* Stated task 1
Collect each line from the records that includes the string "house".

* Selected text
I'm fine with that as long as a consumer with no knowledge of that hypothetical contrib module knows where to find the 'normal' D6 Drupal files directory (be it specified as public or private by configuration) within the archive. The use case I'm thinking of here is the abliity to restore/import just the files from a site archive to the current site's files directory.
Also when exporting from a D6 site an archive generator probably only knows about the files directory specified in the config and has to label that directory in the manifest one way or the other. The second of my previous suggestions (specifying as a separate value whether the main files directory is public or private and having that value be the key for the path value) will parsing easy and still allow additional files directories to be added for consumers that know what to do with them. This is trivial for a generator it has access to these drupal settings at creation time (eg: the generator is a module running on the site being archived) if this info is not available (eg: external archiving application that doesn't want to peek into the db), then the generator could be allowed to just make one up:
sites[0][filemode] = 'unknown'sites[0][files][unknown] = 'path/to/files/dir'
Or maybe even ommit the path to the files dir (if it doesn't know that either). A consumer would then be under no obligation to specifically address the files directory unless it exists at the default location ('./sites/default/files').
db logging format
I'm a MAJOR fan of the following mysqldump arguments:
-Q --add-drop-table -c --order-by-primary --extended-insert=FALSE --no-create-db=TRUEThe mean reason I use this is that it makes each INSERT statement its own separate & completely valid & debuggable statement, which means you can grep the file for specific values. It might make the file larger, but the greatly improved usability of the SQL file is well worth it.

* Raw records
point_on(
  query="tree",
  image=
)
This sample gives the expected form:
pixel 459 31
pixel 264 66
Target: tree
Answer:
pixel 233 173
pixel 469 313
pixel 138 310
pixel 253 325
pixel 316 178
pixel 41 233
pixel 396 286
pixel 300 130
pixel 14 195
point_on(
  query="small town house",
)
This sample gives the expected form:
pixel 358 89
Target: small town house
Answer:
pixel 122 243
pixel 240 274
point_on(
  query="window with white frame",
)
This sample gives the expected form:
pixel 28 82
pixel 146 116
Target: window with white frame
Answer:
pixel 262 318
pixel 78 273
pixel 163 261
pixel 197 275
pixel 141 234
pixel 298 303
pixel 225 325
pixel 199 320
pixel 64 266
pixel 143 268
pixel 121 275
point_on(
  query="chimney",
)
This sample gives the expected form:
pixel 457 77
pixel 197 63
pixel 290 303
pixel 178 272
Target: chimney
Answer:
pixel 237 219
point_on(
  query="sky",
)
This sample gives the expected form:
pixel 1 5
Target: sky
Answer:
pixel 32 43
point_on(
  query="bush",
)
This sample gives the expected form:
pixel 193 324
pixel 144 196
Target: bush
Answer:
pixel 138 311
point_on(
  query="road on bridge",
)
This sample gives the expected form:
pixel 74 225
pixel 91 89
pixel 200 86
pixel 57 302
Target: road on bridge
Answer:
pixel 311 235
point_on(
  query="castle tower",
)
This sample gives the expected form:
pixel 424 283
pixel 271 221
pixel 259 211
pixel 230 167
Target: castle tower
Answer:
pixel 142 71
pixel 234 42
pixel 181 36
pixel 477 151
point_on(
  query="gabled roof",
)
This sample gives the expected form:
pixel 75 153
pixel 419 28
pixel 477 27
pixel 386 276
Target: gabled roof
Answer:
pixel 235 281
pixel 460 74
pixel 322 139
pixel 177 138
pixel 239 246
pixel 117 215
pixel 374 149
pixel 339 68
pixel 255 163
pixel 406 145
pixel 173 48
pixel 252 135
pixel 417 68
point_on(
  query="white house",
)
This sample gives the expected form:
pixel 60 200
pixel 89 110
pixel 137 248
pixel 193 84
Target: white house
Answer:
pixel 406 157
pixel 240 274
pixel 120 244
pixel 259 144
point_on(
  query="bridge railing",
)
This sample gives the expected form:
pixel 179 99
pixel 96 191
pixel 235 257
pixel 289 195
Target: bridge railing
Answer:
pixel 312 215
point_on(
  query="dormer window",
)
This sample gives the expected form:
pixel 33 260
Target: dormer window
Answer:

* Stated task 2
Write the next part of the Drupal site-archive text above, picking up right after its final sentence.

* Result 1
  query="small town house",
Target: small town house
  query="white house",
Target: white house

* Result 2
Are you suggesting the
Are you suggesting the mysqldump options should be specified as part of the manifest file or the specification? I'd say not. Certainly there are good reasons to choose some options over others, but whatever program generates the archive file should get to choose (possibly under human control).
Probably there should be a place in the manifest data structure to specify the mysqldump (or other db export) options used so they can be displayed by a UI along with all the other data associated with a file to imported.
I agree. I don't think that
I agree.
I don't think that we should specify exact formatting for the dump files other than to require that they live up to some usable standard. For mysql, for example, they should be a series of valid MySQL commands or comments (and make the ability to use '.' to read them with the MySQL command line as the pass/fail test for compatibility, say).
We should have similar simple litmus tests for other DB drivers.
Recording those options in the manifest certainly doesn't hurt though and will at very help those who write archive-consuming software to debug.
I just committed a new
I just committed a new archive-dump command to drush core. It pretty much implements what Ronan proposed. See http://drupalcode.org/viewvc/drupal/contributions/modules/drush/commands...
Yeah, I'm up for a --no-core
Yeah, I'm up for a --no-core option. Easy to add. Does sites/all go into the Aegir tarball? anarcat makes it sound like it is just sites/example.com
For those who can't seem to try out archive-dump for themselves, http://cyrve.com/a.tar.gz is the site archive for my test drupal 6 site. also see transcript below to see how the sausage gets made. http://cyrve.com/MANIFEST.txt is the MANIFEST.info for that archive.
Comments welcome.
Correction -
Correction - http://cyrve.com/MANIFEST.txt is the manifest file.
Aegir tarballs do not have
Aegir tarballs do not have sites/all, by definition (they are done relative to sites/example.com). A compatible aegir dump would indeed be just sites/example.com, although this does create problems for us - if, for example, you want to clone site example.com to clone.example.com on the same platform, the backup format will be problematic because you need to restore to a remporary directory and move it in place instead of just untarring within sites/clone.example.com.
That's a general problem with the new form - you can't just untar them in place (since you may be changing the site name) - but I feel this is something that can be worked around. It's also a feature because it documents the old_uri of the site (in case you change the site name, Aegir fixes your files/node_revision/etc tables to follow the new urls...)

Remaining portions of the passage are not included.